Copy every line of the records below, requests included, and increase each coordinate in the answer outlines by 90. Leave the requests and their sample layouts unchanged.

Saved entries:
— BEGIN —

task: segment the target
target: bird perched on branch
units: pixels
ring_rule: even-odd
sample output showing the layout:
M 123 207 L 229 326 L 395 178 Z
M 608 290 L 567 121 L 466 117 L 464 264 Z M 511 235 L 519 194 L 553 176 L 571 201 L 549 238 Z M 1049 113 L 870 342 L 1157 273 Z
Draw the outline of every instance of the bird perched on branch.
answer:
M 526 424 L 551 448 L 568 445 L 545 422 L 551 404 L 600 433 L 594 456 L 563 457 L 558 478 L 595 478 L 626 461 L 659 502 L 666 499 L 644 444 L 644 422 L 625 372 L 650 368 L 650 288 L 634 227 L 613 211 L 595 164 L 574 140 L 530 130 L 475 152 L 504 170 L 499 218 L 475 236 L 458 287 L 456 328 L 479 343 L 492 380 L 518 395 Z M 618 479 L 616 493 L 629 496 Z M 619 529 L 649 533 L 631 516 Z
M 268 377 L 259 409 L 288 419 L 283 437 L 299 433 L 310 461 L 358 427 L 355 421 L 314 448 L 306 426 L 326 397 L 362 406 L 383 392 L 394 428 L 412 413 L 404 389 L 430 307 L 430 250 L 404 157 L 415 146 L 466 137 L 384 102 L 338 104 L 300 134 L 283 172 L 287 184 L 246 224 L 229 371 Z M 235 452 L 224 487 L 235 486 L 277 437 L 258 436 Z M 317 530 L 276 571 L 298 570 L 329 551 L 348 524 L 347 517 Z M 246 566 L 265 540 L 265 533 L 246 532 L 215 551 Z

— END —

WRITTEN SOLUTION:
task: segment the target
target: bird perched on branch
units: pixels
ring_rule: even-odd
sample output showing the layout:
M 123 207 L 229 326 L 395 178 Z
M 608 290 L 567 121 L 466 117 L 464 264 Z M 511 235 L 519 194 L 553 176 L 571 201 L 549 238 Z M 1049 113 L 870 342 L 1157 273 Z
Draw the outline of every instance of the bird perched on branch.
answer:
M 616 514 L 641 538 L 658 535 L 635 512 L 641 494 L 690 523 L 684 546 L 653 547 L 648 568 L 685 568 L 716 551 L 749 592 L 756 589 L 734 534 L 734 512 L 715 462 L 740 458 L 740 378 L 724 317 L 703 301 L 685 254 L 664 230 L 620 220 L 565 242 L 594 260 L 589 308 L 565 326 L 548 377 L 546 418 L 569 433 L 582 470 L 608 485 Z M 708 569 L 706 583 L 719 586 Z M 709 619 L 739 623 L 721 606 Z
M 358 467 L 349 499 L 378 509 L 373 527 L 389 523 L 400 551 L 448 517 L 445 511 L 404 538 L 396 516 L 416 487 L 452 496 L 473 482 L 484 518 L 502 503 L 494 479 L 520 397 L 520 340 L 494 247 L 505 236 L 556 227 L 474 192 L 428 194 L 390 224 L 373 262 L 377 274 L 336 314 L 319 461 Z M 325 542 L 314 577 L 325 576 L 367 527 L 348 526 Z M 407 620 L 366 661 L 388 660 L 419 641 L 438 614 L 437 607 Z M 336 656 L 355 630 L 355 623 L 336 622 L 305 641 Z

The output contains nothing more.